• AIM
From the rows below, select each line that contains the word "fingers" and copy those lines out in full.

━━━━━━━━━━━━━━━━

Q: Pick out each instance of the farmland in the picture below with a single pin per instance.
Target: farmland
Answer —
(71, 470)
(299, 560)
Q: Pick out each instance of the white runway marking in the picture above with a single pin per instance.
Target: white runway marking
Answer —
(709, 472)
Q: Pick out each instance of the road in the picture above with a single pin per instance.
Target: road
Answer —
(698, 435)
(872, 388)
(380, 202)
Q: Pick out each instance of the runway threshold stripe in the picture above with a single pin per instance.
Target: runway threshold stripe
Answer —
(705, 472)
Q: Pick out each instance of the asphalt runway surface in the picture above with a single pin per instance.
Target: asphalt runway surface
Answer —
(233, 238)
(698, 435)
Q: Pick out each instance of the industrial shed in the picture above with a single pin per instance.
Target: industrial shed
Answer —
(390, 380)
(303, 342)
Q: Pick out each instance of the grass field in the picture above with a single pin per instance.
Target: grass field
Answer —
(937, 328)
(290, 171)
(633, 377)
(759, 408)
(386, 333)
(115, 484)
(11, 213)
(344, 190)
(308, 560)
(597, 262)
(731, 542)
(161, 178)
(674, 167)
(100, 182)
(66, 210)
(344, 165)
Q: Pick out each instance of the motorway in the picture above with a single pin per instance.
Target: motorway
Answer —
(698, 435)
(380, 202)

━━━━━━━━━━━━━━━━

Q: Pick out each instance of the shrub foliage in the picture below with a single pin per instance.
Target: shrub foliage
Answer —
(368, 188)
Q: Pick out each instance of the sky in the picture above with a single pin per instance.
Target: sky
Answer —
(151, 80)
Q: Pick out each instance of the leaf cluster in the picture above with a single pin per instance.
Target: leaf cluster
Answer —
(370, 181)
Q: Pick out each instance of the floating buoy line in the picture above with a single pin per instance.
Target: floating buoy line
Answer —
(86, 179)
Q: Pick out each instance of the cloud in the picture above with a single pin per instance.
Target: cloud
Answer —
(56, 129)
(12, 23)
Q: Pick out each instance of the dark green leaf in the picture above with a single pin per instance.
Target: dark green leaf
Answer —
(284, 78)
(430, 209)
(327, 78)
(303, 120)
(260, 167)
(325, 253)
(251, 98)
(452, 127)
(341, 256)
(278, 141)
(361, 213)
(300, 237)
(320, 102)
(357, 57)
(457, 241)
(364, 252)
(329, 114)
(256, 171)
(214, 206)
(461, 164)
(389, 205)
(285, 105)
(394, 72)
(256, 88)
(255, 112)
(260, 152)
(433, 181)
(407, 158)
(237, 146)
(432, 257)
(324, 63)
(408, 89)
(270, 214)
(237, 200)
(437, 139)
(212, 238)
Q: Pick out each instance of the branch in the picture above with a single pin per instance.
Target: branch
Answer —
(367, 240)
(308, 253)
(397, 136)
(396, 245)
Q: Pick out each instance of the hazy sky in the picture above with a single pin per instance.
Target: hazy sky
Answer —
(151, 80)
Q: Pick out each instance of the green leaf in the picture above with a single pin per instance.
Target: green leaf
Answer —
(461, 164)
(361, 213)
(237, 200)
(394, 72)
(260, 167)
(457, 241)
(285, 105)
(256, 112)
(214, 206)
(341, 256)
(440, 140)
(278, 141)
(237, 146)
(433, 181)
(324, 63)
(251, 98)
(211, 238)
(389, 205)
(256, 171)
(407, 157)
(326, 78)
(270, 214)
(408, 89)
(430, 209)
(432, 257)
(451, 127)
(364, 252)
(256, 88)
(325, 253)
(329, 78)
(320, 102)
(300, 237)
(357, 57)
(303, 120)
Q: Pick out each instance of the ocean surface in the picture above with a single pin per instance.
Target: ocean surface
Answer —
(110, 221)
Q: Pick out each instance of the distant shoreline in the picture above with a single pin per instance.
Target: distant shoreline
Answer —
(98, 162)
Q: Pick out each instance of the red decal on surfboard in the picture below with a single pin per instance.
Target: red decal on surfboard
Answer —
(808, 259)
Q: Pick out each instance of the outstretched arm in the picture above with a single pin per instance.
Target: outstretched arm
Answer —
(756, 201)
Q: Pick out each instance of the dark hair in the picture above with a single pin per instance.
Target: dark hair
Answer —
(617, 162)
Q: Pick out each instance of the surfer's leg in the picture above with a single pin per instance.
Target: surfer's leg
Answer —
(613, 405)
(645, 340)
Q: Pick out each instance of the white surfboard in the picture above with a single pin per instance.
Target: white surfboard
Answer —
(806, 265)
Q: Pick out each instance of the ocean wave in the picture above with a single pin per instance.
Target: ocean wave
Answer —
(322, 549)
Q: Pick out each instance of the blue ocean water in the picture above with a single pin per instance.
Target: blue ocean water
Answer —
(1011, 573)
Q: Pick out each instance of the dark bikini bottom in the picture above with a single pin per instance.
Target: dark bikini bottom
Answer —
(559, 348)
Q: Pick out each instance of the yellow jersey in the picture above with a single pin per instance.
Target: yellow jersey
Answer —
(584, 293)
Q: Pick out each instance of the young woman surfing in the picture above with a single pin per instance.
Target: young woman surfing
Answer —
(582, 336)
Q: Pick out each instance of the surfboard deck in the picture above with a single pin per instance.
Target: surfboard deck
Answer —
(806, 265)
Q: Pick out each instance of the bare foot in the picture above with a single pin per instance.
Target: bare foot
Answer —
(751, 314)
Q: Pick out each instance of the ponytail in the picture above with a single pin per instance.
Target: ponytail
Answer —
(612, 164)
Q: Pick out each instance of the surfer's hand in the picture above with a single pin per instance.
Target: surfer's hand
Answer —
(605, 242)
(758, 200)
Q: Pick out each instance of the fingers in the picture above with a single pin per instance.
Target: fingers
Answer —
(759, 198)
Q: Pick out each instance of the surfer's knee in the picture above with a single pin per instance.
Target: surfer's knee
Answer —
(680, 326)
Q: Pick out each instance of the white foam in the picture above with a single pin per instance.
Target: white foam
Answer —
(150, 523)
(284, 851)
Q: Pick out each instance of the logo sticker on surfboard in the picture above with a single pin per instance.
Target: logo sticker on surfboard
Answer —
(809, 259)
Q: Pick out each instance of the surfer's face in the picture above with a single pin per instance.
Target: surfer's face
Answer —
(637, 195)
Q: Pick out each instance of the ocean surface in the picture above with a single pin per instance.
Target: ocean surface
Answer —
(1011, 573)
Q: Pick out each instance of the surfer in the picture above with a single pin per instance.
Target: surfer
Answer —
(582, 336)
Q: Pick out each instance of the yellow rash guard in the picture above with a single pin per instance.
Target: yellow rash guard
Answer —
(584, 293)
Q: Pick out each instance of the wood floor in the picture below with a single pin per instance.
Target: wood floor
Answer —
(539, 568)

━━━━━━━━━━━━━━━━

• THE REPLY
Q: Pick out each instance of the fingers in the picture above with a single pin per instance.
Target: fingers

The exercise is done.